Document text:
#####
This comment has been minimized.

galeone commented Nov 6, 2018

@alextp can you please show me in which way should I change the code to run it in a Session?
Because I'm not used to mixing session evaluation and eager mode thus I'm not sure where to place the session creation, and when to run sess.run (if it was in static-graph mode there would be no problem)

@alextp

This comment has been minimized.

Member

alextp commented Nov 7, 2018

I meant replacing your static graph training code block with

            # Discriminator training
            x = tf.placeholder(....)
            with tf.GradientTape() as tape:

                discriminator.trainable = True
                disc_x = tf.squeeze(discriminator(x, training=False), axis=[1, 2])

                disc_real_loss = tf.losses.sigmoid_cross_entropy(  # discriminator loss on result disc_x
                    multi_class_labels=tf.ones_like(disc_x), logits=disc_x
                )
                g_encoder.trainable = False
                g_decoder.trainable = False
                # recreate the data (=> x_hat), starting from real data x
                z = g_encoder(x, training=True)  # Not training
                x_hat = g_decoder(z, training=True)  # Not training

                disc_x_hat = tf.squeeze(discriminator(x_hat, training=False), axis=[1, 2])
                disc_gen_loss = tf.losses.sigmoid_cross_entropy(  # discriminator loss on result disc_x_hat
                    multi_class_labels=tf.zeros_like(disc_x_hat), logits=disc_x_hat
                )
                disc_loss = disc_real_loss + disc_gen_loss

            discriminator_gradients = tape.gradient(
                disc_loss, discriminator.trainable_variables
            )

            d_loss = disc_loss
            train_d = discriminator_optimizer.apply_gradients(
                zip(discriminator_gradients, discriminator.trainable_variables)
            )
#####
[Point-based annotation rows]

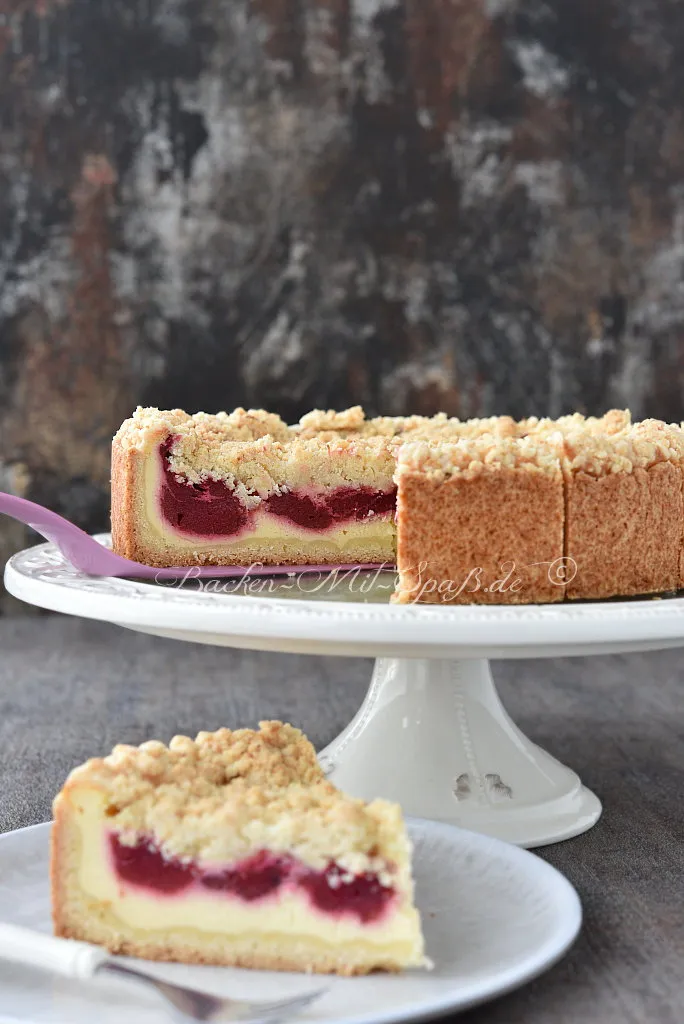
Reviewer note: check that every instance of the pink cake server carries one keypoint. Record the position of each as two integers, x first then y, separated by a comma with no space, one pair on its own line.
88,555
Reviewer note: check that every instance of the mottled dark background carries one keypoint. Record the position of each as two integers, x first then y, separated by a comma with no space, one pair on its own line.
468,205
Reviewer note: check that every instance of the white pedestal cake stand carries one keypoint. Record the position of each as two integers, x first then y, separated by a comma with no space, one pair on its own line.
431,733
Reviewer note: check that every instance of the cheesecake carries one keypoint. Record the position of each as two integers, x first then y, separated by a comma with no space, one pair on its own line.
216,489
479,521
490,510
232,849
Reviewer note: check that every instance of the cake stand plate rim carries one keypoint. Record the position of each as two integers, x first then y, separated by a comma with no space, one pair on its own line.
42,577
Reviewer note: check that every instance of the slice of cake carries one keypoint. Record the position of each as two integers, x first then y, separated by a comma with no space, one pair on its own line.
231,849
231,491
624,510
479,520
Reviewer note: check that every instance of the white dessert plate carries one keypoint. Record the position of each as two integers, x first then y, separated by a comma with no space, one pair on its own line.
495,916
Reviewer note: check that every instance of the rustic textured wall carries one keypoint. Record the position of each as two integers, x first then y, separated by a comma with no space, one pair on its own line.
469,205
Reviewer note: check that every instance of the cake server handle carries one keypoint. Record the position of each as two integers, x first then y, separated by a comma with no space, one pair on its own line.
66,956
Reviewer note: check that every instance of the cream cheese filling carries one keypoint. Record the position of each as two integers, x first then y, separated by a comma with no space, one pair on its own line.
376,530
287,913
#####
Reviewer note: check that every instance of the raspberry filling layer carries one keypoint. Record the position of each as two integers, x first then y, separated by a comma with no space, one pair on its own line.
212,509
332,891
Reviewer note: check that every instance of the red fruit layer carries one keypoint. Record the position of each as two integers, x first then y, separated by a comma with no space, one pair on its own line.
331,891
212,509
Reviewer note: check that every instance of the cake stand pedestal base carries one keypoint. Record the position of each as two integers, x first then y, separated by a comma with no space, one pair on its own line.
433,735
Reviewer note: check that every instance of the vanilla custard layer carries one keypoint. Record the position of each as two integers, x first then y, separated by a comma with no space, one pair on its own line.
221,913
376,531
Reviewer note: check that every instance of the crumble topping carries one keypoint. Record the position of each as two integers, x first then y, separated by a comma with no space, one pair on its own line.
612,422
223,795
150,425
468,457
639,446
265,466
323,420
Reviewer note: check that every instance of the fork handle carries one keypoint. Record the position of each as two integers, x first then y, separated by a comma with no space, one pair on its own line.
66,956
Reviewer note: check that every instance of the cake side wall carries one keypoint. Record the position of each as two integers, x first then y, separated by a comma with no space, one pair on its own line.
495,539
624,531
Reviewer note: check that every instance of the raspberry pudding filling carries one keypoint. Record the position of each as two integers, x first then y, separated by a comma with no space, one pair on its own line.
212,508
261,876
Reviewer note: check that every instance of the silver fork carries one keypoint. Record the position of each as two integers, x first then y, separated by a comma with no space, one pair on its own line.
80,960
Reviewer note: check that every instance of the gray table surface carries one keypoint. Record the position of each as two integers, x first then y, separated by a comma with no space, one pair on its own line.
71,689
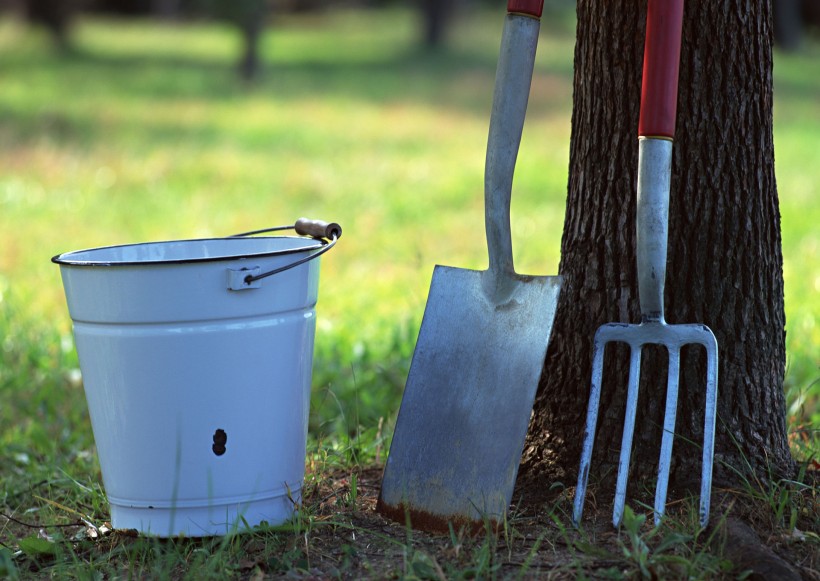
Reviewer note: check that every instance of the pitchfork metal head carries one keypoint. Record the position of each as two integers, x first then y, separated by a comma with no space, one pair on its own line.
#####
Instruction A: In the thread excerpt, on what date did alextp post his comment?
Instruction B: Transcribe the thread excerpt word for word, starting at "galeone commented Nov" and ending at "be no problem)".
None of the rows is needed here.

Reply A: November 7, 2018.

Reply B:
galeone commented Nov 6, 2018

@alextp can you please show me in which way should I change the code to run it in a Session?
Because I'm not used to mixing session evaluation and eager mode thus I'm not sure where to place the session creation, and when to run sess.run (if it was in static-graph mode there would be no problem)